▶ What you will do
1) In the notes on Marx's dialectic, what kind of relation is a dialectic relation said to be?
2) Copy the rows from their beginning through the line containing "334 41 L 323", changing "green tree" to "pine tree" and keeping everything else the same. Omit the pictures.

▶ Page extract

CAUTION: A great deal of this is direct quotes from David Harvey’s copyrighted lectures. Don’t cite it without attribution *for the words* to Harvey.
Marx’s use of dialectic — in dialectic we find a different concept of analysis. Harvey says there’s hardly any causal language in Marx — he doesn’t say this causes that. He says, rather, this is dialectically related to that. A dialectic relation is an inner relation, not a causal relation. Marx claims his dialectic is different from Hegel’s, and opposite to it. He had deconstructed Hegel previous to writing *Capital*, here:
https://www.marxists.org/…/Marx_Critique_of_Hegels_Philosop…
Marx objects to what he calls the “mysticatory” aspect of Hegel’s philosophy, which had become fashionable in Germany. Marx not only opposed Hegel’s dialectic, he revolutionized the dialectical method. He had to reconfigure it so every historical event was seen to be in motion as well as transient — “all that is solid melts into air.” (I have always felt this to be what I think of as Marx’ raptus, the extraordinarily romantic and sensual Germanic gotterdamerung thing. That capitalism itself is seen to be the engine of this energy is remarkable and worth at least one lifetime’s thought and study.) What this new dialectic means is Marx will establish relations between things while maintaining his enormous respect for the fluidity and dynamics of capitalism.
Marx never wrote a treatise on his dialectic — to understand that it’s not static, as so many interpret “Marx” to be — you have to read *Capital*, in which he demonstrates his dialectic of fluidity.
Dialectic method is contradictory. Children do it naturally and we train them out of it, training them to be “rational”.

▶ Dataset records
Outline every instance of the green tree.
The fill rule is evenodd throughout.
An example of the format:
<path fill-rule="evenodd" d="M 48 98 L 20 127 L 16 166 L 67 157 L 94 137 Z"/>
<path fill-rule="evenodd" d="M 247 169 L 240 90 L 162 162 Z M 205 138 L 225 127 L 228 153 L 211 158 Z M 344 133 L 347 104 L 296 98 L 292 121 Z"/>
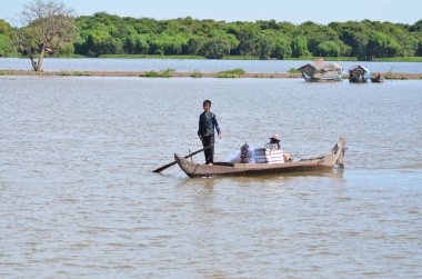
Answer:
<path fill-rule="evenodd" d="M 334 41 L 323 41 L 316 47 L 316 53 L 321 57 L 338 57 L 340 47 Z"/>
<path fill-rule="evenodd" d="M 231 44 L 227 38 L 213 37 L 205 40 L 201 53 L 211 59 L 221 59 L 230 54 Z"/>
<path fill-rule="evenodd" d="M 9 37 L 0 33 L 0 57 L 6 57 L 11 52 L 13 52 L 12 41 Z"/>
<path fill-rule="evenodd" d="M 34 0 L 26 6 L 21 20 L 24 27 L 18 32 L 19 48 L 29 57 L 34 71 L 42 71 L 44 54 L 74 40 L 73 10 L 61 2 Z"/>
<path fill-rule="evenodd" d="M 294 37 L 292 40 L 292 57 L 307 57 L 309 54 L 307 37 L 303 34 Z"/>
<path fill-rule="evenodd" d="M 275 49 L 275 40 L 267 34 L 260 34 L 257 40 L 257 51 L 260 59 L 270 59 Z"/>
<path fill-rule="evenodd" d="M 291 41 L 285 36 L 278 36 L 274 38 L 274 49 L 272 57 L 278 59 L 285 59 L 292 56 Z"/>

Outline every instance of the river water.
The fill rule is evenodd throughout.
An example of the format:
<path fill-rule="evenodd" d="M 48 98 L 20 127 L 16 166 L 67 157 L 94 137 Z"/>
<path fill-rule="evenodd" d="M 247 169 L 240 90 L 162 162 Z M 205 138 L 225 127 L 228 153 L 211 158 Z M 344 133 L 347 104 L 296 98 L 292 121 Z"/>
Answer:
<path fill-rule="evenodd" d="M 368 67 L 372 72 L 422 73 L 421 62 L 369 62 L 330 61 L 348 71 L 355 64 Z M 50 58 L 43 60 L 46 71 L 161 71 L 219 72 L 243 69 L 250 73 L 285 73 L 312 61 L 300 60 L 198 60 L 198 59 L 107 59 L 107 58 Z M 31 70 L 29 59 L 0 58 L 0 70 Z"/>
<path fill-rule="evenodd" d="M 189 179 L 280 133 L 345 169 Z M 422 81 L 0 77 L 1 278 L 421 278 Z M 202 162 L 202 155 L 194 160 Z"/>

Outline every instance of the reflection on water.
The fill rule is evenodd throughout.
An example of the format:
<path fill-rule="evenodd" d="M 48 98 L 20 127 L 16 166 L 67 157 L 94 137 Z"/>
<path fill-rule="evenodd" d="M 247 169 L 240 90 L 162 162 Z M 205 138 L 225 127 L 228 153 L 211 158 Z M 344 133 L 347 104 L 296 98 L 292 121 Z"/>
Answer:
<path fill-rule="evenodd" d="M 0 276 L 422 276 L 421 81 L 0 77 Z M 213 101 L 217 160 L 281 133 L 348 138 L 345 169 L 189 179 Z M 202 155 L 193 158 L 203 162 Z"/>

▶ Results of the tasks
1) An inner relation, not a causal relation.

2)
Outline every instance of the pine tree.
The fill rule is evenodd throughout.
An example of the format:
<path fill-rule="evenodd" d="M 48 98 L 20 127 L 16 166 L 67 157 L 94 137 Z"/>
<path fill-rule="evenodd" d="M 247 169 L 240 90 L 162 162 Z M 205 138 L 225 127 L 228 153 L 211 158 Z M 344 133 L 347 104 L 296 98 L 292 121 Z"/>
Answer:
<path fill-rule="evenodd" d="M 334 41 L 323 41 L 316 47 L 316 53 L 321 57 L 338 57 L 340 47 Z"/>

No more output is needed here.